**PROBLEM TO SOLVE**:
Omit the images, then repeat the listing exactly.
=== RECORDS SUPPLIED ===
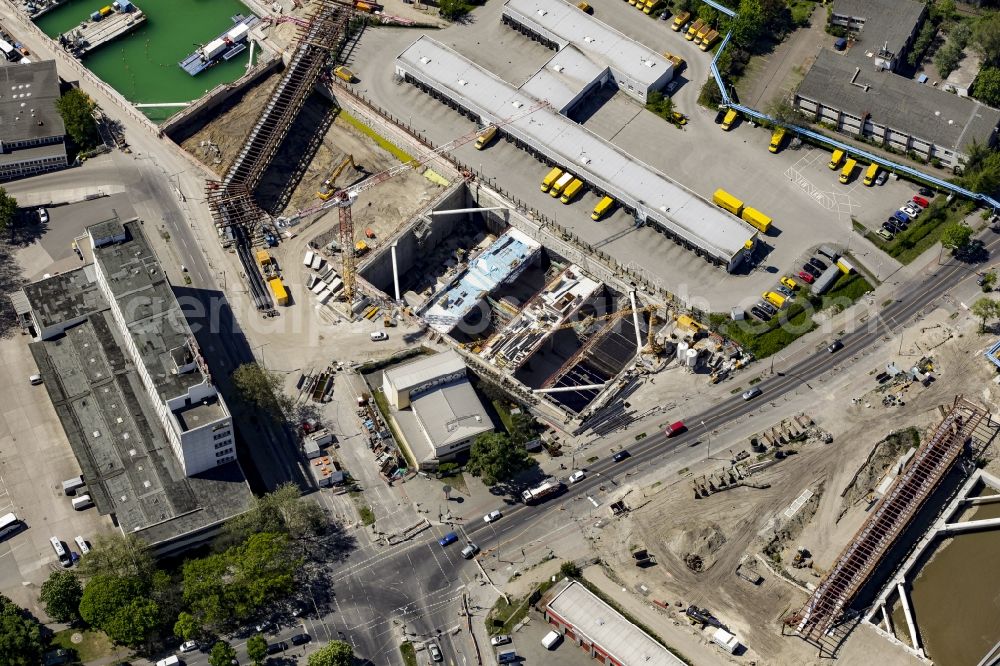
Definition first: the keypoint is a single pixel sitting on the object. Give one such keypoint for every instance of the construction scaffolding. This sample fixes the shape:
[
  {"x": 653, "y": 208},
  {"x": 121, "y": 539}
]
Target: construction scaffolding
[
  {"x": 898, "y": 506},
  {"x": 236, "y": 214}
]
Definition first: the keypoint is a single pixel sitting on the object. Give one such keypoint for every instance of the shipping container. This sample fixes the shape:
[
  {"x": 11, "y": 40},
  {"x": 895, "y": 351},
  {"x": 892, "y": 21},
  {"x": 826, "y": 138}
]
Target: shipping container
[
  {"x": 550, "y": 178},
  {"x": 280, "y": 295},
  {"x": 727, "y": 201},
  {"x": 571, "y": 190},
  {"x": 756, "y": 219},
  {"x": 602, "y": 208},
  {"x": 848, "y": 170}
]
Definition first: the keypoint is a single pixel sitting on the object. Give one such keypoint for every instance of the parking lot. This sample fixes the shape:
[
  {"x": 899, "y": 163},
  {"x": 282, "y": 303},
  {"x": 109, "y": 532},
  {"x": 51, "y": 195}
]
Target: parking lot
[
  {"x": 808, "y": 204},
  {"x": 35, "y": 458}
]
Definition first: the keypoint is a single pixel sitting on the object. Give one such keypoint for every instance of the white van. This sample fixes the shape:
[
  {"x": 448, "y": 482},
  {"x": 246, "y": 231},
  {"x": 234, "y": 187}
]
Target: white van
[{"x": 83, "y": 502}]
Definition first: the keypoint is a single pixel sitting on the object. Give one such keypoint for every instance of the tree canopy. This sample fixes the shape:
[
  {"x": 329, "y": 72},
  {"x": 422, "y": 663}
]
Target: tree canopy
[
  {"x": 20, "y": 636},
  {"x": 263, "y": 389},
  {"x": 334, "y": 653},
  {"x": 61, "y": 594},
  {"x": 496, "y": 457},
  {"x": 77, "y": 111}
]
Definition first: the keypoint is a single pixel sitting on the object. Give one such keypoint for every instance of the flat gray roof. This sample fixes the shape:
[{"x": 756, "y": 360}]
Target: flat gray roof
[
  {"x": 451, "y": 413},
  {"x": 152, "y": 314},
  {"x": 606, "y": 627},
  {"x": 65, "y": 296},
  {"x": 889, "y": 21},
  {"x": 424, "y": 369},
  {"x": 919, "y": 110},
  {"x": 128, "y": 465},
  {"x": 637, "y": 185},
  {"x": 597, "y": 39},
  {"x": 28, "y": 94}
]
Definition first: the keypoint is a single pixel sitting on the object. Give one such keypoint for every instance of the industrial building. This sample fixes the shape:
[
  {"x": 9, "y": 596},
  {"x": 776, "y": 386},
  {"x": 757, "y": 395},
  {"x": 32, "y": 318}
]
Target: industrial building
[
  {"x": 857, "y": 92},
  {"x": 152, "y": 435},
  {"x": 654, "y": 198},
  {"x": 635, "y": 68},
  {"x": 601, "y": 631},
  {"x": 435, "y": 406},
  {"x": 32, "y": 133}
]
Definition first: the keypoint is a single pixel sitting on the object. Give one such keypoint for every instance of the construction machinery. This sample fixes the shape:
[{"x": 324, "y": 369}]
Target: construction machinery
[
  {"x": 327, "y": 190},
  {"x": 343, "y": 199}
]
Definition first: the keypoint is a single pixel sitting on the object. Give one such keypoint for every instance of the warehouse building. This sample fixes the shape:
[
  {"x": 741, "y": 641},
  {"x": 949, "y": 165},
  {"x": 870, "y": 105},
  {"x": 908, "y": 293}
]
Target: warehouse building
[
  {"x": 636, "y": 69},
  {"x": 601, "y": 631},
  {"x": 655, "y": 199},
  {"x": 857, "y": 92},
  {"x": 153, "y": 437},
  {"x": 435, "y": 406},
  {"x": 32, "y": 133}
]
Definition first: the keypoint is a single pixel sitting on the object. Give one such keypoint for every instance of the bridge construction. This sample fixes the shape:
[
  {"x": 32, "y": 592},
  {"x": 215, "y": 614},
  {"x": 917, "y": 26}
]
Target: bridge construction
[
  {"x": 231, "y": 201},
  {"x": 905, "y": 497}
]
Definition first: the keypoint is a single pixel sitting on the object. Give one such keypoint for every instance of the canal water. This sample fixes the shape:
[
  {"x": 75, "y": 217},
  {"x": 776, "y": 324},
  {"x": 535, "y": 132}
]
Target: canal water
[
  {"x": 956, "y": 596},
  {"x": 142, "y": 65}
]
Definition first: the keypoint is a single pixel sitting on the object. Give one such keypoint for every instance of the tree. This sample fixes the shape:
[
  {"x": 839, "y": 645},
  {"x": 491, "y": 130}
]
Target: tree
[
  {"x": 985, "y": 309},
  {"x": 569, "y": 569},
  {"x": 987, "y": 86},
  {"x": 187, "y": 627},
  {"x": 8, "y": 209},
  {"x": 986, "y": 38},
  {"x": 495, "y": 457},
  {"x": 257, "y": 649},
  {"x": 20, "y": 636},
  {"x": 956, "y": 236},
  {"x": 61, "y": 594},
  {"x": 118, "y": 555},
  {"x": 261, "y": 388},
  {"x": 118, "y": 606},
  {"x": 222, "y": 654},
  {"x": 77, "y": 111},
  {"x": 335, "y": 653}
]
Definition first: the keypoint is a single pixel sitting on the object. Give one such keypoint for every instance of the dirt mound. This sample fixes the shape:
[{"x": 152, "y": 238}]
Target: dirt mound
[{"x": 696, "y": 546}]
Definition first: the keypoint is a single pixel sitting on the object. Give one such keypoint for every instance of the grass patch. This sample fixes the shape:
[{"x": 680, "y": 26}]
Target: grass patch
[
  {"x": 923, "y": 232},
  {"x": 409, "y": 653},
  {"x": 95, "y": 644},
  {"x": 611, "y": 602},
  {"x": 383, "y": 407},
  {"x": 379, "y": 140}
]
===
**YOUR SOLUTION**:
Definition first: the keypoint is a single pixel sitting on the object. Give one such keypoint for every instance of the construction scaffolding. This sample fixes the shape:
[
  {"x": 653, "y": 208},
  {"x": 121, "y": 539}
]
Target: construction scaffolding
[
  {"x": 898, "y": 506},
  {"x": 236, "y": 214}
]
Definition first: the keypoint is a single pixel sitting on the object. Give one such keypoint for every instance of the shipping container. This sample fixes the shape:
[
  {"x": 11, "y": 40},
  {"x": 895, "y": 351},
  {"x": 892, "y": 21},
  {"x": 826, "y": 138}
]
Target: shipping container
[
  {"x": 550, "y": 178},
  {"x": 280, "y": 295},
  {"x": 727, "y": 201},
  {"x": 571, "y": 190},
  {"x": 756, "y": 219},
  {"x": 602, "y": 208},
  {"x": 848, "y": 170}
]
Definition first: the keypoint is a single pixel sitting on the object. Give one such keypoint for every instance of the parking lot. This sample fixes the shape:
[
  {"x": 899, "y": 163},
  {"x": 282, "y": 303},
  {"x": 109, "y": 532},
  {"x": 51, "y": 195}
]
Target: parking lot
[
  {"x": 808, "y": 204},
  {"x": 35, "y": 458}
]
Definition first: the keypoint is a single pixel sitting on the object. Give one such keypoint for every instance of the white van. This sample fixes the shape:
[
  {"x": 448, "y": 482},
  {"x": 246, "y": 231},
  {"x": 234, "y": 187}
]
Target: white van
[{"x": 83, "y": 502}]
Definition first: the keypoint is a single pixel sitting on the object. Give one such keypoint for every instance of the tree canopy. This sample fixes the shape:
[
  {"x": 329, "y": 72},
  {"x": 422, "y": 663}
]
Target: tree canopy
[
  {"x": 20, "y": 636},
  {"x": 263, "y": 389},
  {"x": 334, "y": 653},
  {"x": 61, "y": 594},
  {"x": 496, "y": 457},
  {"x": 77, "y": 111}
]
Definition first: the keypoint is a single pixel sitting on the object. Give one such keypoint for every instance of the flat gray roof. This sample fixes the shape:
[{"x": 756, "y": 360}]
Target: flat gray roof
[
  {"x": 451, "y": 413},
  {"x": 152, "y": 314},
  {"x": 606, "y": 627},
  {"x": 65, "y": 296},
  {"x": 889, "y": 21},
  {"x": 424, "y": 369},
  {"x": 919, "y": 110},
  {"x": 128, "y": 465},
  {"x": 637, "y": 185},
  {"x": 597, "y": 39},
  {"x": 28, "y": 94}
]
Definition first: the keypoint is a single pixel sitting on the object. Give one such keypoint for every instance of the industrial building. This sample fixes the shape:
[
  {"x": 9, "y": 596},
  {"x": 776, "y": 386},
  {"x": 757, "y": 395},
  {"x": 32, "y": 318}
]
Target: industrial building
[
  {"x": 857, "y": 92},
  {"x": 152, "y": 435},
  {"x": 654, "y": 198},
  {"x": 635, "y": 68},
  {"x": 601, "y": 631},
  {"x": 435, "y": 406},
  {"x": 32, "y": 133}
]
Definition first: the keypoint is a single pixel sitting on the object. Give one such keypoint for every instance of the construction machinery. This sample fixes the shape:
[{"x": 324, "y": 369}]
Target: construction machinery
[
  {"x": 327, "y": 190},
  {"x": 343, "y": 199}
]
Definition first: the keypoint is a single pixel sitting on the object. Give one such keypoint for every instance of the warehouse building. This sample fixes the shape:
[
  {"x": 741, "y": 641},
  {"x": 949, "y": 165},
  {"x": 870, "y": 105},
  {"x": 908, "y": 293}
]
Target: warehouse building
[
  {"x": 636, "y": 69},
  {"x": 601, "y": 631},
  {"x": 655, "y": 199},
  {"x": 857, "y": 92},
  {"x": 153, "y": 437},
  {"x": 435, "y": 406},
  {"x": 32, "y": 133}
]
Definition first: the keypoint is a single pixel sitting on the object. Give one such keypoint for every instance of the bridge construction. This sample fixes the shape:
[
  {"x": 32, "y": 592},
  {"x": 215, "y": 614},
  {"x": 917, "y": 26}
]
Target: bridge construction
[
  {"x": 231, "y": 201},
  {"x": 905, "y": 497}
]
Definition first: the keypoint is a single pixel sitting on the object. Give one such keypoint for every instance of the canal water. This sample fixes the shape:
[
  {"x": 75, "y": 217},
  {"x": 776, "y": 324},
  {"x": 535, "y": 132}
]
Target: canal water
[
  {"x": 956, "y": 596},
  {"x": 142, "y": 65}
]
Definition first: the keypoint is a single pixel sitting on the object. Give one such keypoint for every instance of the tree. This sample fixes the shape:
[
  {"x": 839, "y": 645},
  {"x": 491, "y": 130}
]
Target: tree
[
  {"x": 985, "y": 309},
  {"x": 569, "y": 569},
  {"x": 987, "y": 86},
  {"x": 187, "y": 627},
  {"x": 8, "y": 209},
  {"x": 986, "y": 38},
  {"x": 495, "y": 457},
  {"x": 257, "y": 649},
  {"x": 20, "y": 636},
  {"x": 956, "y": 236},
  {"x": 61, "y": 594},
  {"x": 118, "y": 555},
  {"x": 261, "y": 388},
  {"x": 118, "y": 606},
  {"x": 222, "y": 654},
  {"x": 77, "y": 111},
  {"x": 335, "y": 653}
]
Definition first: the keypoint is a single pixel sitting on the object. Give one such keypoint for every instance of the dirt mound. This sample fixes the shape:
[{"x": 152, "y": 238}]
Target: dirt mound
[{"x": 696, "y": 546}]
Definition first: the keypoint is a single pixel sitting on the object. Give one such keypoint for every instance of the grass patch. This sample fixes the shape:
[{"x": 680, "y": 26}]
Target: grass patch
[
  {"x": 923, "y": 232},
  {"x": 409, "y": 653},
  {"x": 95, "y": 644},
  {"x": 611, "y": 602},
  {"x": 383, "y": 407},
  {"x": 379, "y": 140}
]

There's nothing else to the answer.